* **SET TASKS**:
1) Summarize the passage on Permian Basin oil production in two sentences.
2) Pick up the passage on Permian Basin oil production after its final sentence and keep writing it.

The Permian Basin, after suffering a downturn in production, is poised to rebound next month. That prediction comes from the U.S. Energy Information Administration’s Productivity Report.

The Permian hung on in terms of production for about a year before experiencing a downturn similar to other areas in the country. However, the report anticipates that in September, production in the massive basin should see an increase of 3,000 barrels of oil per day to 1.977 million barrels per day next month.

The report also looks at six other oil producing areas in the United States: Bakken, Eagle Ford, Haynesville, Marcellus, Niobrara, and Utica regions. From 2011 to 2013, those six regions accounted for 95 percent of crude oil and natural gas production increases.

While the Permian should see a spike in production, the report says that collectively, the areas will see a decline in production next month. Altogether, production is forecasted to drop 85,000 barrels of oil per day to 4.47 million barrels for September.

* **RECORDS SHOWN**:
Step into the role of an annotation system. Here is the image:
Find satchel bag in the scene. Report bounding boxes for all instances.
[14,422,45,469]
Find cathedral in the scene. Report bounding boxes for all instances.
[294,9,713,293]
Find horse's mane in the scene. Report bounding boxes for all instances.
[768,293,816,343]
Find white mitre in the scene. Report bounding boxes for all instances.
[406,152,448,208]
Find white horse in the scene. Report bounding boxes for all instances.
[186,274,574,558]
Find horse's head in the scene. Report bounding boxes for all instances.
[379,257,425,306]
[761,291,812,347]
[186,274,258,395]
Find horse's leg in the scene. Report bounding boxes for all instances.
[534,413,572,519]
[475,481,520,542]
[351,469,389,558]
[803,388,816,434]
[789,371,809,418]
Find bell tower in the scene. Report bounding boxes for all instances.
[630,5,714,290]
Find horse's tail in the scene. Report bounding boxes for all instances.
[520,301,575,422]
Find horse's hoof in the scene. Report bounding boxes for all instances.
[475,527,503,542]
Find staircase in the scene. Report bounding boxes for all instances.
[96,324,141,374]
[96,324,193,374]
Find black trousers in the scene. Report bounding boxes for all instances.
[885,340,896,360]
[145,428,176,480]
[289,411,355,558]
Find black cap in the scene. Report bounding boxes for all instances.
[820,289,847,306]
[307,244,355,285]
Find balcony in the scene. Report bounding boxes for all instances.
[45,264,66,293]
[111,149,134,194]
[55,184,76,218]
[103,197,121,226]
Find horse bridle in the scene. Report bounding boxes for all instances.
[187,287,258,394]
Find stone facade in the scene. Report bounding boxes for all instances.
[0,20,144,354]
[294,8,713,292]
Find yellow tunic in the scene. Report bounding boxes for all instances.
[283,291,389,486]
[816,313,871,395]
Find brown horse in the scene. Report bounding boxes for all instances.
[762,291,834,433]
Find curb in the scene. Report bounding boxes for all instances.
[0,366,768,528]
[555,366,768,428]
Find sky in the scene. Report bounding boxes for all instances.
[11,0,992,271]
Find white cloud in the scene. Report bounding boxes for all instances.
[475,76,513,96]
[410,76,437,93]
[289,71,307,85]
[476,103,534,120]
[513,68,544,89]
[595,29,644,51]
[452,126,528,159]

* **ANSWERS FOR THE EXERCISE**:
1) A U.S. Energy Information Administration report predicts that Permian Basin production, after a downturn, will rise in September by 3,000 barrels of oil per day to 1.977 million barrels per day. Collectively, however, the areas the report examines are forecast to drop by 85,000 barrels per day to 4.47 million barrels for September.

2)
The Eagle Ford is expected to see the biggest decrease, with an anticipated drop of 53,000 barrels per day to 1.026 million barrels per day. For the Bakken, the EIA expects a drop of 26,000 barrels per day to 942,000. The Niobrara was anticipated to see a loss of 7,000 barrels per day, which would drop it to 370,000.

However, the news is not entirely bleak. Because efficient drilling, new-well oil production across all seven regions could see an increase of a rig-weighted average of 18 barrels per day. Specifically, the Niobrara region could see an increase of 21 barrels per day to 982. The Bakken is expected to increase 18 barrels per day to 875 barrels. The Eagle Ford should see an increase of 13 barrels per day.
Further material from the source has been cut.